Task:
Quote everything from "You can also" down to "corroding your lungs!)" in the passage about starting fires below.

Top of Document passage

If this process generates enough localized heat, it creates a runaway reaction that we call fire!
So with all of this chemistry, there's countless options for your characters. I'm assuming that they don't get to violate the conservation of energy, so the static part of redox is not going to give you much room, but the kinematic side is loaded with opportunities. The obvious approach is to let them raise the temperature of the air until something ignites, but the kinematics show a few other options. In normal situations, the speed of molecules in the air is described by a Maxwell-Boltzman distribution. This is a very simple distribution that occurs in nature, where high energy particles are very rare. If your characters could change that distribution to a bimodal distribution, with more fast particles and a bunch of really really slow particles, they could cause combustion to start faster. This is actually what your refrigerator does (though in that case we are trying to use the slow particles, not the fast ones). However, this approach will only work to start the fire. Once it's lit, it will have to sustain itself, because they can't just spend all their energy creating funny distributions.
You can also try to rarefy the air, moving oxygen closer to the fuel. If the air near the fuel is more oxygen rich, it is more likely to combust. This is why hospitals have so many safeguards when dealing with oxygen tanks. In the presence of extra oxygen, some things will combust that wouldn't have before, simply because the kinematics permit the runaway reaction sooner. (In fact, in SCUBA diving, there's something known as oxygen toxicity. It occurs when the partial pressure of oxygen gets high enough to start corroding your lungs!)

Bottom of Document passage
Top of Data provided

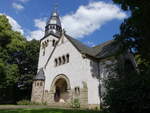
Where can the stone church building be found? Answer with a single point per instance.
(70, 72)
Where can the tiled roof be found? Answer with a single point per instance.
(100, 51)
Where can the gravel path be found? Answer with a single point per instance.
(23, 106)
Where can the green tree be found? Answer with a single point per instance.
(18, 63)
(130, 91)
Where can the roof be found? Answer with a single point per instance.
(103, 50)
(40, 75)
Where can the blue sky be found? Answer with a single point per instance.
(90, 21)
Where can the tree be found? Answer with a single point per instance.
(129, 91)
(18, 63)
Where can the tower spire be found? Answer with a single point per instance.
(53, 25)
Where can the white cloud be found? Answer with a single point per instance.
(90, 17)
(17, 6)
(84, 21)
(39, 32)
(23, 1)
(90, 43)
(14, 24)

Bottom of Data provided

Response area:
You can also try to rarefy the air, moving oxygen closer to the fuel. If the air near the fuel is more oxygen rich, it is more likely to combust. This is why hospitals have so many safeguards when dealing with oxygen tanks. In the presence of extra oxygen, some things will combust that wouldn't have before, simply because the kinematics permit the runaway reaction sooner. (In fact, in SCUBA diving, there's something known as oxygen toxicity. It occurs when the partial pressure of oxygen gets high enough to start corroding your lungs!)